GIVEN INSTRUCTION:
Write out everything from the start of the items down to the line that contains "point(190, 75)", including both ends. Leave the pictures out of your answer.

INPUT:

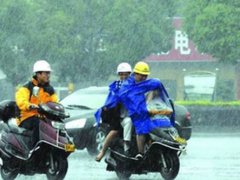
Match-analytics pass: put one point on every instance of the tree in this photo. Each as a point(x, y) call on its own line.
point(214, 27)
point(84, 40)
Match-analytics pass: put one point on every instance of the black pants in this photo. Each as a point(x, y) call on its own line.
point(32, 124)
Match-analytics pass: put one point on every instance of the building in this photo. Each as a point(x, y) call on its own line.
point(190, 75)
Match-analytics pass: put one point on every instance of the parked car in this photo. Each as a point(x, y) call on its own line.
point(82, 105)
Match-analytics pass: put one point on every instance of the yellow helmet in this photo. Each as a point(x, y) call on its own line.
point(141, 68)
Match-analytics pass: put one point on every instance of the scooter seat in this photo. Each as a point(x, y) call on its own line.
point(20, 130)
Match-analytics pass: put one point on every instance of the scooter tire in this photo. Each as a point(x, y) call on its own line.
point(172, 165)
point(123, 175)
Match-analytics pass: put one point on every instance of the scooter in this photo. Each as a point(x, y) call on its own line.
point(48, 156)
point(161, 156)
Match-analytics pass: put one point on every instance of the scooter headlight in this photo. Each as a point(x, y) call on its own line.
point(58, 125)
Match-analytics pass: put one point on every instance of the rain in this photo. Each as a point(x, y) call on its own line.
point(193, 47)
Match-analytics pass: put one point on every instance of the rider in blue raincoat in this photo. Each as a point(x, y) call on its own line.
point(132, 95)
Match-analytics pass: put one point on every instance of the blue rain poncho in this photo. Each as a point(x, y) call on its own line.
point(132, 96)
point(111, 101)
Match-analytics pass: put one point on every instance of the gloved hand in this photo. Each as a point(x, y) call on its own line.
point(33, 106)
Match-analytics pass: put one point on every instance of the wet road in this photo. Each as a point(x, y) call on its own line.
point(214, 156)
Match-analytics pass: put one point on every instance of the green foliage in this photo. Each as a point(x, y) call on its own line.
point(84, 40)
point(214, 27)
point(208, 103)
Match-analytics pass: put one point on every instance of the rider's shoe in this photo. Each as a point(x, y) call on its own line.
point(139, 156)
point(180, 140)
point(127, 153)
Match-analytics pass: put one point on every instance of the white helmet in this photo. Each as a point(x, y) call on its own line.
point(41, 65)
point(124, 67)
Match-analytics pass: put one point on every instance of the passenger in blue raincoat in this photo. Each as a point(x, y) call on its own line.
point(132, 95)
point(114, 113)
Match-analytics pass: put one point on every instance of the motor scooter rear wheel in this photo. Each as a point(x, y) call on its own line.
point(123, 175)
point(172, 165)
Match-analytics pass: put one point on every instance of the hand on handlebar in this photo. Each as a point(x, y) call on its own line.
point(33, 106)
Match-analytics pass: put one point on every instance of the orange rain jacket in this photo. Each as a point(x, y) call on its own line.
point(46, 93)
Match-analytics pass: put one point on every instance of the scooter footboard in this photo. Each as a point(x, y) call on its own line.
point(123, 163)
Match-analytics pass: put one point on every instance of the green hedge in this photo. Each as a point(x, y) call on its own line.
point(208, 103)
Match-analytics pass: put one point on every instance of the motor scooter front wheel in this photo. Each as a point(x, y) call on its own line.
point(59, 169)
point(170, 165)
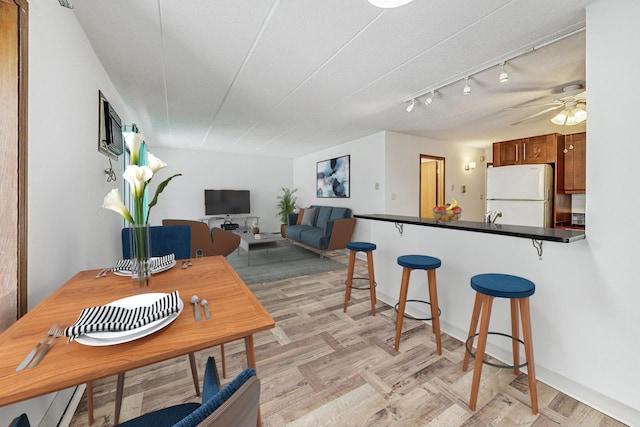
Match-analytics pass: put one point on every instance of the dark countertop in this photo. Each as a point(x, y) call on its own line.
point(537, 233)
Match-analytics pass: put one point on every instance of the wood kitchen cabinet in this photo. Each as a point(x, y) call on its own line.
point(575, 163)
point(532, 150)
point(540, 149)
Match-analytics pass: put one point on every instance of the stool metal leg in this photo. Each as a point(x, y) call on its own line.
point(404, 287)
point(119, 390)
point(433, 298)
point(487, 301)
point(90, 402)
point(528, 349)
point(372, 282)
point(515, 333)
point(347, 293)
point(472, 328)
point(194, 372)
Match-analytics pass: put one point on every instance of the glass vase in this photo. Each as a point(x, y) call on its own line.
point(140, 256)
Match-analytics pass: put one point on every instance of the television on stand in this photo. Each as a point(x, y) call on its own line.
point(227, 202)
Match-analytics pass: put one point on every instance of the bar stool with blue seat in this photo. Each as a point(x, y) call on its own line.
point(419, 262)
point(354, 248)
point(517, 290)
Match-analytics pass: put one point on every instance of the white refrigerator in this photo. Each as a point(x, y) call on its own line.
point(522, 193)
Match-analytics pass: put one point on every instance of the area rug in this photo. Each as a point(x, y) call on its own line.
point(278, 261)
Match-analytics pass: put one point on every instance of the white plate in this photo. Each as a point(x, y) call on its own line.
point(119, 337)
point(160, 270)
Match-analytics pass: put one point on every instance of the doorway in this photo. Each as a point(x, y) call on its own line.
point(431, 184)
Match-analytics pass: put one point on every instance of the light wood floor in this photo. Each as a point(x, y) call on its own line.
point(320, 366)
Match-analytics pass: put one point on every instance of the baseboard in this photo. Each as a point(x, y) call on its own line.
point(613, 408)
point(72, 405)
point(58, 408)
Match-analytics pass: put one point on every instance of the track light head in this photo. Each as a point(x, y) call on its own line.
point(504, 77)
point(410, 106)
point(430, 98)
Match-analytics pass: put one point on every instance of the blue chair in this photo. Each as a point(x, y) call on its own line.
point(354, 248)
point(429, 264)
point(236, 405)
point(165, 240)
point(21, 421)
point(517, 290)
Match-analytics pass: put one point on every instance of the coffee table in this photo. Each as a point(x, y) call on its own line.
point(249, 242)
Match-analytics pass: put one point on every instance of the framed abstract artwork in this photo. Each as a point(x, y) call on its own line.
point(332, 177)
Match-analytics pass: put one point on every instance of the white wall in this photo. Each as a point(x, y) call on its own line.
point(183, 198)
point(66, 185)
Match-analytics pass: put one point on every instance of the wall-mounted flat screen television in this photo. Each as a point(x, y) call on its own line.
point(113, 130)
point(227, 202)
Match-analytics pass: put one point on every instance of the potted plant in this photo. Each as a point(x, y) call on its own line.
point(286, 205)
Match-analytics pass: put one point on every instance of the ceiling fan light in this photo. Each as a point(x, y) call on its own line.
point(410, 106)
point(504, 77)
point(467, 89)
point(389, 4)
point(561, 118)
point(580, 115)
point(430, 98)
point(576, 116)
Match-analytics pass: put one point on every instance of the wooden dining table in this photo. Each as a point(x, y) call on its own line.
point(235, 314)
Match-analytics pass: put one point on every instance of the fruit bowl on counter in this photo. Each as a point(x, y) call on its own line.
point(447, 213)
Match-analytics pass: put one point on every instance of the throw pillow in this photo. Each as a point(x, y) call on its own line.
point(309, 216)
point(300, 216)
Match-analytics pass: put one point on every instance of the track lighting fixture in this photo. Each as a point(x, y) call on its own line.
point(504, 77)
point(430, 98)
point(410, 106)
point(389, 4)
point(428, 93)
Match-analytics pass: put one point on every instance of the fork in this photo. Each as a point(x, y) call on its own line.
point(50, 333)
point(56, 333)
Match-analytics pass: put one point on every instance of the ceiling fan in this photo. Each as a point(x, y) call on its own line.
point(572, 100)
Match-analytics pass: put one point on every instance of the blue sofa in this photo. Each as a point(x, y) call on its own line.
point(331, 228)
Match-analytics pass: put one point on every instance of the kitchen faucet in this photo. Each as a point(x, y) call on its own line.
point(491, 216)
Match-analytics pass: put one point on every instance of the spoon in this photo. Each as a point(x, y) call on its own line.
point(196, 313)
point(205, 304)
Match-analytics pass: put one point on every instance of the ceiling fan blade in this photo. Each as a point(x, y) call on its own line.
point(515, 107)
point(539, 113)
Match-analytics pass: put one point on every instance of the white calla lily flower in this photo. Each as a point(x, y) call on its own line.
point(137, 177)
point(134, 142)
point(113, 201)
point(155, 163)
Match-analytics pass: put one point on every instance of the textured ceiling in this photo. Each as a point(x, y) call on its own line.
point(290, 77)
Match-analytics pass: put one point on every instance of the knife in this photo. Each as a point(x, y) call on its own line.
point(42, 352)
point(102, 272)
point(27, 359)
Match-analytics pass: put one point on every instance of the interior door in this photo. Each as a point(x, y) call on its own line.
point(431, 184)
point(13, 163)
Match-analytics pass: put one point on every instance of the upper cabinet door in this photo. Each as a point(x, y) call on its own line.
point(507, 153)
point(575, 163)
point(538, 149)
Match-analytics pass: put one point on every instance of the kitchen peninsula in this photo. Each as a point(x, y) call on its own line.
point(537, 233)
point(552, 258)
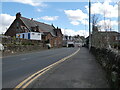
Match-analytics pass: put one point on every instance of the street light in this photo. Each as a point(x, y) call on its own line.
point(89, 25)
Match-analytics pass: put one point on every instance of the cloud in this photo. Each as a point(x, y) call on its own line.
point(29, 2)
point(6, 21)
point(76, 16)
point(49, 18)
point(71, 32)
point(104, 8)
point(39, 10)
point(75, 22)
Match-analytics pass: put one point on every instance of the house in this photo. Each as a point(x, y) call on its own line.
point(72, 41)
point(104, 39)
point(31, 29)
point(30, 35)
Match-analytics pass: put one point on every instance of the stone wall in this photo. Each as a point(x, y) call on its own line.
point(14, 46)
point(110, 61)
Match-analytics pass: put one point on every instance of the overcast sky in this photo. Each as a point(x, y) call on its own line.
point(71, 17)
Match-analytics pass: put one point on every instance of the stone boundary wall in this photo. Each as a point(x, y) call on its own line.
point(14, 46)
point(110, 61)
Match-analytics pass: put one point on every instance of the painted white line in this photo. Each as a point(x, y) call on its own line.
point(30, 79)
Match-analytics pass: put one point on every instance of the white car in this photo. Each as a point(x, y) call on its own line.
point(1, 47)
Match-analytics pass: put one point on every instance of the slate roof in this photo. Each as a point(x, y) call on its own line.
point(42, 26)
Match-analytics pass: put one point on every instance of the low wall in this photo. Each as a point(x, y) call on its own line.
point(110, 61)
point(16, 49)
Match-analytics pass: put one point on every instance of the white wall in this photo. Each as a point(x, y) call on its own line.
point(35, 36)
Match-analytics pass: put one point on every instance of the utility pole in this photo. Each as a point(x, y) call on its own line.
point(89, 25)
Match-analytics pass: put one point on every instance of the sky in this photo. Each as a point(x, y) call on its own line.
point(71, 16)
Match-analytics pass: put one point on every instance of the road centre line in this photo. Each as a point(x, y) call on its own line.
point(24, 84)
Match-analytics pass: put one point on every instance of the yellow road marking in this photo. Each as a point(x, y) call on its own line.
point(39, 73)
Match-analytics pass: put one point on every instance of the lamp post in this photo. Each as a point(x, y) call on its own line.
point(89, 25)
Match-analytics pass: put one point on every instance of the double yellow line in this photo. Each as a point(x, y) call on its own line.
point(24, 84)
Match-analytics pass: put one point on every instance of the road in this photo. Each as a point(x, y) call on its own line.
point(16, 68)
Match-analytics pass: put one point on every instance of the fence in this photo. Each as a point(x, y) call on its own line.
point(110, 61)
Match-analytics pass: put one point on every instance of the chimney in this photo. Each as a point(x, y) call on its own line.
point(31, 19)
point(18, 15)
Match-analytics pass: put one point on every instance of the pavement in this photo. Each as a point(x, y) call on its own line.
point(17, 68)
point(80, 71)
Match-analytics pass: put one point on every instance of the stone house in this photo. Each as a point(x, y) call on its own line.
point(50, 34)
point(105, 38)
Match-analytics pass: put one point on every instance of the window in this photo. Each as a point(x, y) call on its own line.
point(33, 34)
point(23, 36)
point(17, 24)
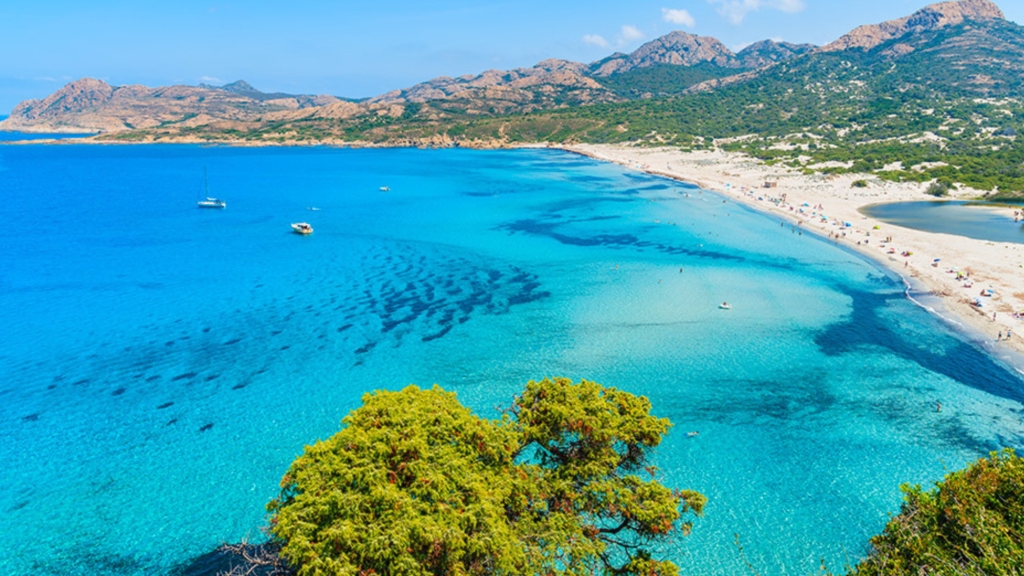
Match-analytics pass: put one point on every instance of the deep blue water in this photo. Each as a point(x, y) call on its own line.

REPLY TO THE TASK:
Match-analytics pass: put one point on every instance of the tree in this photo. Each as a point(x, y) call on its own line.
point(214, 27)
point(84, 40)
Match-analytics pass: put one point on every instance of the black pants in this photo. Each as a point(x, y) call on its own line.
point(32, 124)
Match-analytics pass: put one point on every instance of the building in this photo. Each as a point(x, y) call on its own line.
point(190, 75)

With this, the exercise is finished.